Records
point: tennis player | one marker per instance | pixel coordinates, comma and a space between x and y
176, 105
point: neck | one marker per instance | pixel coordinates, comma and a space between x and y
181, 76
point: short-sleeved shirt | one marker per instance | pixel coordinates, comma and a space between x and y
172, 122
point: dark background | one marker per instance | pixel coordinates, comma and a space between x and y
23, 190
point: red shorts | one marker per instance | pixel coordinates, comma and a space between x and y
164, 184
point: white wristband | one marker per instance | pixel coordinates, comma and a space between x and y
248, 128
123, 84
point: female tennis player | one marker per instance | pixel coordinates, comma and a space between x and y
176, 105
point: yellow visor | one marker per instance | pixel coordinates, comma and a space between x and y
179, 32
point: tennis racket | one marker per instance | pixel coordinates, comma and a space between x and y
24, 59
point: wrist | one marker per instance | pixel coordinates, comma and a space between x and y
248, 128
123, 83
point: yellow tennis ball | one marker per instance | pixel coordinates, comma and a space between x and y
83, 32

*Directions for this task*: Copy out, word for word, the lines of the listing starting with the line that contains "point: white wristband" and continuing through the end of the listing, including both ends.

*Result for this task*:
point: white wristband | one marker per instance | pixel coordinates, comma and a space between x and y
248, 128
123, 84
point: female tennis player | one marker per instance | pixel coordinates, comma and a space between x and y
176, 105
point: yellow visor | one marker per instance | pixel coordinates, comma and a space between x and y
179, 32
point: tennis racket | one marker per instance | pixel coordinates, comma and a space between x and y
24, 59
point: wrist | one marker per instance | pixel coordinates, comma and a space between x and y
248, 128
123, 83
point: yellow tennis ball | one marker per instance | pixel coordinates, comma and a space between x and y
83, 32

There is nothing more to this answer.